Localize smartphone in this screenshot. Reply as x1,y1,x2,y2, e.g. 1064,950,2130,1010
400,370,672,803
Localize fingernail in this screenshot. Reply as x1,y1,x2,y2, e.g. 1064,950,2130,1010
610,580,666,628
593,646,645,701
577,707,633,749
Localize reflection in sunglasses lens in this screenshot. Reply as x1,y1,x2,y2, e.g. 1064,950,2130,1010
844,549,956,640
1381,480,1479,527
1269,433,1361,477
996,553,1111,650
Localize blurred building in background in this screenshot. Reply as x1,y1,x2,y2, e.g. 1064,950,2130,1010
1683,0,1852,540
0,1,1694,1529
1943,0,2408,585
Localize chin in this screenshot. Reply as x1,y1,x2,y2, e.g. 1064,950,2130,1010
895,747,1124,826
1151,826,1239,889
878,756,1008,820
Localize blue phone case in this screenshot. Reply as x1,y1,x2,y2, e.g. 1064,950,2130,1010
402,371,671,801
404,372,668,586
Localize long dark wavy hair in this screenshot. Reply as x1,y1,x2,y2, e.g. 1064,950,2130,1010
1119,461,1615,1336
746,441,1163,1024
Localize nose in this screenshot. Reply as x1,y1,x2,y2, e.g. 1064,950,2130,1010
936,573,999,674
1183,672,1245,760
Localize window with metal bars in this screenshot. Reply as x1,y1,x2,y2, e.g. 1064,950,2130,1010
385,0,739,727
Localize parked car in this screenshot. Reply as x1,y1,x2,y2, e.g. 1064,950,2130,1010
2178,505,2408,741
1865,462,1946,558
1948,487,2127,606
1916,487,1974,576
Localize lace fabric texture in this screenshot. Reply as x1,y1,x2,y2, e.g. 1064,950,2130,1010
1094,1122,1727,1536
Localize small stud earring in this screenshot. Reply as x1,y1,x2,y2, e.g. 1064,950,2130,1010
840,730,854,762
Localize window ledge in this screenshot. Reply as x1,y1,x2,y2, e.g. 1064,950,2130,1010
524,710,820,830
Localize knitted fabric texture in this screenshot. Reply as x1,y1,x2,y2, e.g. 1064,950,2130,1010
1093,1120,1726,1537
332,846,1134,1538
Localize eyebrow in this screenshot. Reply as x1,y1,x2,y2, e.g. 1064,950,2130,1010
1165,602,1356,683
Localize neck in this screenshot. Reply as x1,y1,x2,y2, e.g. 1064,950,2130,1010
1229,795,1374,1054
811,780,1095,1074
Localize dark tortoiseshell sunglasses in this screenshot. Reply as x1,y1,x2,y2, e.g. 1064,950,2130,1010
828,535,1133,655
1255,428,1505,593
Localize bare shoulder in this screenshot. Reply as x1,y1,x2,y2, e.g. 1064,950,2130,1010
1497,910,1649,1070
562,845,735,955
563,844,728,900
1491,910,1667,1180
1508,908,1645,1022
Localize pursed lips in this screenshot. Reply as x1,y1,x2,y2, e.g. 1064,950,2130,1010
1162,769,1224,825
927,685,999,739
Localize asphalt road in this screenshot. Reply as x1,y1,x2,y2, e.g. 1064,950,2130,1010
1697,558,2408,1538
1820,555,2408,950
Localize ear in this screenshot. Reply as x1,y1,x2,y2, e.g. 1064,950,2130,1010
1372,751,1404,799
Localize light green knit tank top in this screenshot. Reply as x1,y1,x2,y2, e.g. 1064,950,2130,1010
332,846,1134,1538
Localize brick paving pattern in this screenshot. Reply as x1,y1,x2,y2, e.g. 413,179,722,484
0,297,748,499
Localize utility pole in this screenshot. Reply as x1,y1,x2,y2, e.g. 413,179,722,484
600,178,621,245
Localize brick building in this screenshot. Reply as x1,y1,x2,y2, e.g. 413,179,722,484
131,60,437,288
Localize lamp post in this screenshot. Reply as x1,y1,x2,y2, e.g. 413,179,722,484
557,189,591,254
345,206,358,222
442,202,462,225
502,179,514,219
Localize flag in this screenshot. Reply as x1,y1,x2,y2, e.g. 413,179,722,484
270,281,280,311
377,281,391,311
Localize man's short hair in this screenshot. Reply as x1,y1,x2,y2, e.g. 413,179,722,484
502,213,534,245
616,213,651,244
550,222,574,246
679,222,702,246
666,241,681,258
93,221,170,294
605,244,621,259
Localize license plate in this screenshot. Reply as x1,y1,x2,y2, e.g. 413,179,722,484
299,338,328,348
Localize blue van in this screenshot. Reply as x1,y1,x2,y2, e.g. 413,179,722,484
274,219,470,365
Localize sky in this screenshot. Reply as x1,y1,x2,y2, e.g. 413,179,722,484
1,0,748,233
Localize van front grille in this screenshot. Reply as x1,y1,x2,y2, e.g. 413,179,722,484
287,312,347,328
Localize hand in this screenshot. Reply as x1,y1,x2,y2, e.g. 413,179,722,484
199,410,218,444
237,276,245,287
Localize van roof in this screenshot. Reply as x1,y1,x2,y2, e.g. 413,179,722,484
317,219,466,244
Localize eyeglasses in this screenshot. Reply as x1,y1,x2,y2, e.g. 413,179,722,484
§
Output the entire listing exactly as it appears above.

■ Result for this task ■
Localize smartphone in this screenshot. Reply as x1,y1,x2,y2, e.g. 1064,950,2130,1010
400,370,672,803
Localize fingernail in this screenshot. Reply as x1,y1,x2,y2, e.g. 1064,950,2130,1010
610,580,666,628
593,646,645,701
577,707,633,749
Localize reflection in sunglasses lens in this screenshot. Reply as x1,y1,x2,y2, e.g. 1064,950,2130,1010
844,549,956,640
1381,480,1479,527
1269,433,1361,477
996,553,1111,650
Localize blurred building in background in this screenshot. Reply as x1,y1,x2,y2, e.g. 1064,950,2130,1010
1683,0,1852,540
0,1,1694,1529
1943,0,2408,585
Localize chin in this screenshot. Reply as x1,y1,x2,y2, e.g. 1064,950,2130,1010
895,747,1124,826
1151,826,1239,889
878,756,1008,820
Localize blue phone case in this screenshot. Reply as x1,y1,x2,y2, e.g. 1064,950,2130,1010
402,371,671,801
404,372,668,586
Localize long dark wavy hair in this screenshot. Reply as x1,y1,x2,y2, e.g. 1064,950,2130,1010
1119,461,1615,1336
746,441,1163,1024
Localize nose in this screenshot. Reply as x1,y1,x2,y2, e.g. 1064,950,2130,1010
936,573,999,674
1183,672,1245,760
Localize window with metal bars in this screenshot. Reply as x1,y1,x2,y2, e.g. 1064,950,2130,1010
385,0,739,727
Localize parked car in this screenshot. Reply as x1,y1,x2,y2, e.g. 1064,950,2130,1010
2178,505,2408,741
1865,462,1946,558
1948,487,2127,606
1916,487,1974,576
Localize lace fabric texture in this screenshot. Reply as x1,y1,x2,y2, e.g. 1064,950,2130,1010
1094,1122,1727,1536
Localize small stud earring in this screenshot. Reply as x1,y1,x2,y2, e.g. 1064,950,2130,1010
840,730,854,762
Localize window ledge in this screenshot. Reply as x1,y1,x2,y2, e.g. 1064,950,2130,1010
524,710,820,830
Localize knitted fabric texture in this screenshot. Reply as x1,y1,x2,y2, e.g. 1064,950,2130,1010
1093,1120,1726,1537
332,846,1134,1538
Localize eyebrow in this screenshot. Reply as x1,y1,x2,y2, e.g. 1064,950,2130,1010
1165,602,1356,683
Localize neck in this screenshot. Reply as x1,y1,x2,y2, e.g. 1064,950,2130,1010
1229,795,1374,1054
811,780,1095,1074
Localize dark tortoiseshell sunglasses in this screenshot. Reply as x1,y1,x2,y2, e.g. 1064,950,2130,1010
828,535,1133,655
1255,428,1505,593
Localize bare shoulder in this screenshot. Reply as x1,y1,x2,y2, e.g. 1064,950,2130,1010
1497,910,1649,1070
562,845,735,955
563,844,728,900
1491,910,1667,1180
1508,908,1645,1022
Localize pursed lips in this screenshot. Reply as x1,y1,x2,y2, e.g. 1064,950,2130,1010
1162,769,1224,825
927,685,999,739
Localize asphalt road in this screenshot. Reply as x1,y1,x2,y2, e.g. 1064,950,2130,1010
1697,558,2408,1538
1820,555,2408,950
Localize ear in this screenshot. Reply as x1,y1,x2,y2, e.g. 1064,950,2130,1010
1372,751,1404,799
Localize light green knit tank top in this screenshot. Reply as x1,y1,x2,y2, e.g. 1064,950,2130,1010
332,846,1134,1538
Localize brick paving pattern in this screenshot. Reply as x1,y1,x2,y2, e.g. 413,179,722,484
0,297,748,499
Localize utility pole in this screenshot. Reply as x1,y1,x2,y2, e.g. 413,179,722,484
600,178,621,245
Localize brick building in this screenshot. Reply as x1,y1,x2,y2, e.g. 413,179,722,484
131,60,437,288
Localize lamp post in this screenshot. Reply as x1,y1,x2,y2, e.g. 413,179,722,484
557,189,591,254
345,206,358,222
442,202,462,225
502,179,514,219
Localize flag in this screenshot. Reply as x1,y1,x2,y2, e.g. 413,179,722,484
270,281,280,311
377,281,391,311
Localize man's short hair in this screenshot. Reply as x1,y1,x2,y2, e.g. 413,179,722,484
502,213,534,245
616,213,651,244
550,222,574,246
679,222,702,246
666,241,681,258
93,221,170,294
605,244,621,259
Localize license plate in this screenshot. Reply as x1,y1,x2,y2, e.g. 413,179,722,484
299,338,328,348
Localize blue van in this screenshot. Reply as x1,y1,x2,y2, e.g. 413,179,722,484
274,219,470,365
Localize sky in this screenshot. Reply as x1,y1,x2,y2, e.g. 413,179,722,484
1,0,748,233
Localize van front grille in this screenshot. Reply as x1,y1,x2,y2, e.g. 413,179,722,484
287,312,347,328
Localize hand in this screenshot. Reply as x1,y1,x2,y2, e.g. 413,179,722,484
199,410,218,444
237,276,245,287
Localize van roof in this screenshot. Reply as x1,y1,x2,y2, e.g. 413,179,722,484
317,219,466,244
Localize eyeglasses in this screenshot. Reply as x1,y1,x2,y2, e.g. 413,179,722,484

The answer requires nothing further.